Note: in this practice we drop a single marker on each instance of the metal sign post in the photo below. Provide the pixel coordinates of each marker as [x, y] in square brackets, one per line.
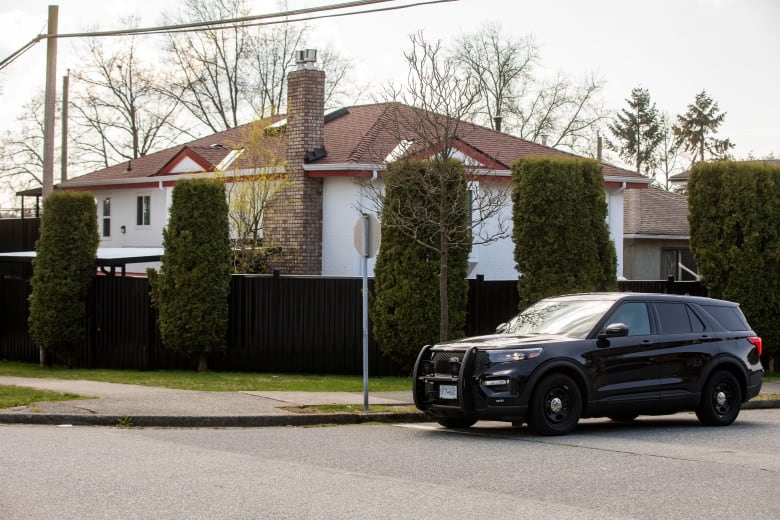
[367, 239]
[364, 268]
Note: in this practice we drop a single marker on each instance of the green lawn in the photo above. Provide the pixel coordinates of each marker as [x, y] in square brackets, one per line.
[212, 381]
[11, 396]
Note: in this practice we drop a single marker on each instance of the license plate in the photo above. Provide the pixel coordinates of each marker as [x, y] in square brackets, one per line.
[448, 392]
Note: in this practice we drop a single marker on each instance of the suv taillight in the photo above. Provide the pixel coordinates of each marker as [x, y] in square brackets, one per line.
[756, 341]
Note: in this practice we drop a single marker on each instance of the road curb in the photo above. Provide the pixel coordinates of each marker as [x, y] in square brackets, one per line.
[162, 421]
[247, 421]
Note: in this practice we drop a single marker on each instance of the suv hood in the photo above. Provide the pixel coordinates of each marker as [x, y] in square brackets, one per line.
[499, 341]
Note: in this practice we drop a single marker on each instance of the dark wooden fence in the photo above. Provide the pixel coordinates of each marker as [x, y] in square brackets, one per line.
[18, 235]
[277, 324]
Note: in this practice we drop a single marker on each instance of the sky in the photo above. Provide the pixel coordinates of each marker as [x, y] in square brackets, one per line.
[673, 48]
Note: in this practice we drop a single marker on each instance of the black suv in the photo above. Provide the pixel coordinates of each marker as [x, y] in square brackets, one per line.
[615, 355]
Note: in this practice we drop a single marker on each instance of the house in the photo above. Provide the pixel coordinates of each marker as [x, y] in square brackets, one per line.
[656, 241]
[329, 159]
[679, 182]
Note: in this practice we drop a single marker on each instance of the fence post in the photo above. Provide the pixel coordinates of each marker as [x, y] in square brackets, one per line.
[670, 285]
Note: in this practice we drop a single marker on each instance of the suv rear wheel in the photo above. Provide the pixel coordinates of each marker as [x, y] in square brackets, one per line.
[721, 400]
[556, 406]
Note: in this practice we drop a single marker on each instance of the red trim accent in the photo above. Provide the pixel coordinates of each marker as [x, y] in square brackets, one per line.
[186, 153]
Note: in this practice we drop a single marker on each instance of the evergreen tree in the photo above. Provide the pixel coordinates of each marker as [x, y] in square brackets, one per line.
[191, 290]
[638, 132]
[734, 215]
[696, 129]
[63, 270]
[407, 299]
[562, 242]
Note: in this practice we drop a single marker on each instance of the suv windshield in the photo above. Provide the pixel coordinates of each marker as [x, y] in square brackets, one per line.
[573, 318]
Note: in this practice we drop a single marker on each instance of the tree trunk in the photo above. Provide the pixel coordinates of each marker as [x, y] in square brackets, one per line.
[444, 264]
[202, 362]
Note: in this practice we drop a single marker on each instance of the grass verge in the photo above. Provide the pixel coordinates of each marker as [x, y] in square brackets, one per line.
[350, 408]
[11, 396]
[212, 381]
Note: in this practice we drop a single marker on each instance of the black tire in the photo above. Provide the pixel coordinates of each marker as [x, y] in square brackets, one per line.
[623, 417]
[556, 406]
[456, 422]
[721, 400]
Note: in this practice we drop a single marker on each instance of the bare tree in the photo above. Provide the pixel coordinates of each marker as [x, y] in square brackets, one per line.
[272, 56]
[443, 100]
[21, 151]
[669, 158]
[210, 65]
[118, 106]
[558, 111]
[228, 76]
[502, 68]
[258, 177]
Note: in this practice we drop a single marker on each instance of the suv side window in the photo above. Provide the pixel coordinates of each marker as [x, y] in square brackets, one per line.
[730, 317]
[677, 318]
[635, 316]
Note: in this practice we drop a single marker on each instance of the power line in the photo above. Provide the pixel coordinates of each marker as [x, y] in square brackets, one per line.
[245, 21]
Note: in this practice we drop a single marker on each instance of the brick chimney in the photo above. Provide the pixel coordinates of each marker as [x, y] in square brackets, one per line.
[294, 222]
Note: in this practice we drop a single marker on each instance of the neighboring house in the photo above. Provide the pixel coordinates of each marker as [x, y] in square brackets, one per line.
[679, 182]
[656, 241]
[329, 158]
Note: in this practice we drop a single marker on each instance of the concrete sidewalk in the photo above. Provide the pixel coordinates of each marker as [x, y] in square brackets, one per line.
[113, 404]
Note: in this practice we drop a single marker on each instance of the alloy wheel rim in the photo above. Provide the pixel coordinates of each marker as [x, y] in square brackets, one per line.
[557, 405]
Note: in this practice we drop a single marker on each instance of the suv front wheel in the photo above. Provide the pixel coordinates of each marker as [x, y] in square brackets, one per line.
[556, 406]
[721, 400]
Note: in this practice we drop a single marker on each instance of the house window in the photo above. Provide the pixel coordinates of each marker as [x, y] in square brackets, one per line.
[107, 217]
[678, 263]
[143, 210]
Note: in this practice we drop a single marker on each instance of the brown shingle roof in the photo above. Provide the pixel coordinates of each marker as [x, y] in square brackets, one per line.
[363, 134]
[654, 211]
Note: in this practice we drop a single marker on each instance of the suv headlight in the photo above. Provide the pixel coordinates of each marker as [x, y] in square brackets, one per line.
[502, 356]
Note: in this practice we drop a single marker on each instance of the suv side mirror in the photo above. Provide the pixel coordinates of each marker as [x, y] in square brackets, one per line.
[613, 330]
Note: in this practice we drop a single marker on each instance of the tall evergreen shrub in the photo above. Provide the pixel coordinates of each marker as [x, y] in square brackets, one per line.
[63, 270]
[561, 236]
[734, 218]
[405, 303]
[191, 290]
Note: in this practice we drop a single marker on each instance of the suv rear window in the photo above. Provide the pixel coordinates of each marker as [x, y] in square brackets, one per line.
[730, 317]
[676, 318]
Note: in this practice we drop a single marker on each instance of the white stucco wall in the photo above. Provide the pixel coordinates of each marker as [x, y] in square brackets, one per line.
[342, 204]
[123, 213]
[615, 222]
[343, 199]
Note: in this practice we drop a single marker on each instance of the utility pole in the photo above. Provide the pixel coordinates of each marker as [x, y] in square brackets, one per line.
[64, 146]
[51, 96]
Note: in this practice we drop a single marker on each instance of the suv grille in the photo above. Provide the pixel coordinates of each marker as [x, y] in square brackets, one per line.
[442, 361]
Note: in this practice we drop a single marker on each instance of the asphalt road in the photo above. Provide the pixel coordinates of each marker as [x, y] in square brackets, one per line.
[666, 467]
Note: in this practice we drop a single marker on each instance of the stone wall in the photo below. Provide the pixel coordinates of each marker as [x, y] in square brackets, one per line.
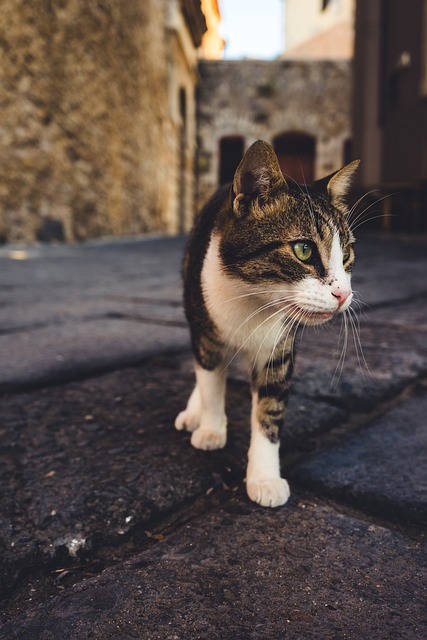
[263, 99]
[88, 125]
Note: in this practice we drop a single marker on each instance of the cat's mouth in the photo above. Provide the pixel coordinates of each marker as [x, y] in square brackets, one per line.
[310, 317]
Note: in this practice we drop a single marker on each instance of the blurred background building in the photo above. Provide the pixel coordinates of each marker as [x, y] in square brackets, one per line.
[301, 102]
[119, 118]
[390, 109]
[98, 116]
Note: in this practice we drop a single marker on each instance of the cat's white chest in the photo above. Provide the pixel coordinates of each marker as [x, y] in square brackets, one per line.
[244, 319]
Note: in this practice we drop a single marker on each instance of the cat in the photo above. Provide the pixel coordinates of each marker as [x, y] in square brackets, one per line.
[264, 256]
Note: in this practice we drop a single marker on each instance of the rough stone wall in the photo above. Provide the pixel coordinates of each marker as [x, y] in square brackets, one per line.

☆ ☆ ☆

> _TASK BRIEF_
The entries above need to be printed again exactly; please exclude all pictures.

> _RESULT_
Note: in this practice we drop a single marker on each instance of the metal sign post in the photo below. Provide the pixel coordinates of each marker as [x, y] in square brackets, one per line.
[367, 239]
[364, 268]
Note: in this practice we drop a single marker on each instance of the green lawn in the photo above. Provide the pixel coordinates of each marker as [x, y] in square brackets, one per line.
[212, 381]
[11, 396]
Note: in this practice we drop a single marker on each instance of the license plate in the photo above. Provide the pixel coordinates of each marker as [x, y] in square brackets, one per line.
[448, 392]
Note: in this practice we drop a single marker on each instance of the suv taillight in the photo above. Provide the pixel coordinates of each marker as [x, y] in square brackets, one per line.
[756, 341]
Note: in this practice we drop a single marker on each instance of the road curb in the photo above. Provide the pixel coordinates of each marker as [x, y] in square brackets, one per line.
[162, 421]
[247, 421]
Note: in this practice we drop a single marker on each instance of the suv hood in the photo above. Provide the pixel coordinates of each marker as [x, y] in square brackets, one per line.
[499, 341]
Note: in this practice we drop a single marker on each instance of the dark wooden fence in the photo above. Provide the pixel coordinates of each marker as [x, y] in square brackets, one per line.
[18, 235]
[277, 324]
Note: in this practice we drop a single marker on each instance of the sky in the photo above. Provide the pixel coordinates of each marker as [x, y] in square brackets, one per line.
[673, 48]
Note: in this practice we drop a single marker on each instance of the black suv in the photo above. Provide the pixel coordinates of each marker as [x, y] in square brackets, one per line.
[615, 355]
Note: in this practice we drop a single marker on each instance of the house in the photo above. Provide the pixel coordinates of each marker as [x, y] in square brackets, one per line.
[656, 241]
[329, 159]
[679, 182]
Note: in this practice we drop a single marker on each instance of the fence post in the photo above. Provide the pixel coordinates of each marker as [x, y] in square brackets, one per line.
[670, 285]
Note: in this practice we drop a single marker on each instance of the suv rear wheel in the photo above. Provide the pixel coordinates of each marker as [x, y] in square brackets, one per line.
[721, 400]
[556, 406]
Note: in this practice we drop a single marker on each instance of the red trim accent in the photo above. Provide the pixel coordinates of each marker as [x, y] in square brackets, one per line.
[186, 153]
Note: in this practice we drop a single marker on each instance of the evergreen tree in the photo above. Provide the pixel coordinates of each marker as [x, y] in square brackets, one per line.
[191, 290]
[638, 132]
[734, 215]
[696, 129]
[63, 270]
[407, 299]
[562, 242]
Note: in this practice we drop a single marker on each instance of the suv windshield in the photo above. Provide the pixel coordinates of each marker as [x, y] in square brackets, one per line.
[573, 318]
Note: in this practice we drop a single marker on each instance of the tree trunk in the photo above. Provide the pixel coordinates of each marker as [x, y] in square brackets, one per line.
[444, 264]
[202, 362]
Note: in this practice we drop a single marker on each instance of the grass verge in the photo above. Provide the pixel coordinates of each marker as [x, y] in square brackets, one per line.
[350, 408]
[11, 396]
[212, 381]
Note: in this practice we drop a single marker on each instance of the black tire in the photo above. Provide the pixel coordinates of each marker as [x, y] in square brackets, one per line.
[623, 417]
[556, 406]
[456, 422]
[721, 400]
Note: in this practice we drop a single marker on each instance of the bare tree in the photo above. Provide the pixel coordinates of each marker as [x, y] in square brackets, one per line.
[272, 56]
[443, 100]
[21, 151]
[669, 158]
[210, 65]
[118, 106]
[558, 111]
[228, 76]
[502, 68]
[258, 177]
Note: in this practice we drop a single marker on each instance of the suv side window in the photo above. Provide the pixel coordinates of each marker as [x, y] in square brackets, one per line.
[730, 317]
[677, 318]
[635, 316]
Note: in this practice we drop a single marker on each instance of the power line in the photo above. Provide the pixel coordinates of each marker as [x, y] in square brackets, one per line.
[245, 21]
Note: in this practice we drop a single marker on each instance of the brick chimney in the photo above. Provide the pixel coordinates of each marker as [x, y] in square brackets, one per line.
[294, 222]
Note: in this practice we drop a single marker on each instance of the neighboring house in the photo above. Provide the pixel coordinates of each marker as [x, y] in square brackets, one per line.
[679, 182]
[656, 241]
[329, 158]
Note: in this practice we drop a single marker on each instance of the concrete sidewalk in the photo above. Provide the pixel coordinates of each marker as [x, y] in square brackets, one per line.
[113, 404]
Note: in this practice we drop a single marker on each instance of the alloy wheel rim in the photo above. Provide the pixel coordinates of each marker as [x, y] in square brackets, one per line.
[557, 405]
Note: in this practice we drop a single marker on each instance of the suv front wheel in the photo above. Provide the pixel coordinates of each marker as [x, y] in square brackets, one per line.
[556, 406]
[721, 400]
Note: in this practice we drop a single marker on each instance of the house window in the photo above. Provide the pixel coordinates of each marker as [x, y] in square brackets, one per line.
[107, 217]
[678, 263]
[143, 210]
Note: in this practice we drop a single marker on each instance of the brown shingle roof in the photo above. Provide the pixel coordinates of each marker as [x, y] in square brackets, one per line.
[363, 134]
[654, 211]
Note: in this practice we drop a single marker on each instance of the suv headlight in the photo above. Provide the pixel coordinates of each marker as [x, y] in square brackets, one per line.
[502, 356]
Note: in this practice we drop a single marker on each instance of the suv side mirror in the photo above. Provide the pixel coordinates of each marker as [x, y] in square brackets, one per line.
[613, 330]
Note: in this practice we drop a single marker on each instance of the tall evergreen shrub in the photo above. Provide the pixel coordinates of each marker as [x, y] in square brackets, one per line.
[63, 270]
[561, 236]
[734, 218]
[405, 303]
[191, 290]
Note: in this practice we drop a single marker on each instance of the suv rear window in the photo above. Provide the pixel coordinates of each marker as [x, y] in square brackets, one per line.
[730, 317]
[676, 318]
Note: in this practice we drop a single marker on each instance of the white stucco wall in the photo above. Provide the pixel coordinates of each marker as [x, y] in square brackets, one per line.
[342, 204]
[123, 213]
[615, 222]
[343, 199]
Note: in this practice we drop a single marker on each instance of the utility pole in the photo above. Provide the pixel coordinates of each marker as [x, y] in square brackets, one per line.
[64, 146]
[51, 96]
Note: in this practice we drop a single marker on each instance of the suv grille in the photo above. Provide the pixel coordinates of each marker as [x, y] in square brackets, one per line.
[442, 361]
Note: in this practice we drop a single marker on each instance of the asphalt road in the photo above. Provide the pixel coordinates of each marker as [x, y] in square brackets, one per line.
[666, 467]
Note: in this practice we drop a single marker on each instance of the stone wall in the photo below. Provide the pixel coordinates of each marker as [x, y] in square brackets, one per line.
[263, 99]
[88, 125]
Note: in this practice we drop a single marker on each instance of the cat's mouth in the photo above. Provide the pixel coordinates of each marker as [x, y] in square brackets, one per line.
[310, 317]
Note: in this practice we drop a single marker on each instance of the blurred background building in the photo above. Provide the pixel coordinates of each marker as [x, y] in square brackets, one per line.
[301, 102]
[119, 118]
[390, 109]
[98, 116]
Note: in this practice we drop a single marker on each instance of the cat's white chest in the photo above. Provide the pixel coordinates of each marker as [x, y] in square brackets, one per line.
[244, 319]
Note: in this practice we drop a single marker on each instance of the cat in the photo above. Provide the pixel coordinates of each marker as [x, y] in square brackets, one per line.
[264, 256]
Note: in this practice we drop a single marker on each instance of the rough stone wall in the photo above. Provide the pixel coordinates of each marker as [x, y] in square brackets, one per line.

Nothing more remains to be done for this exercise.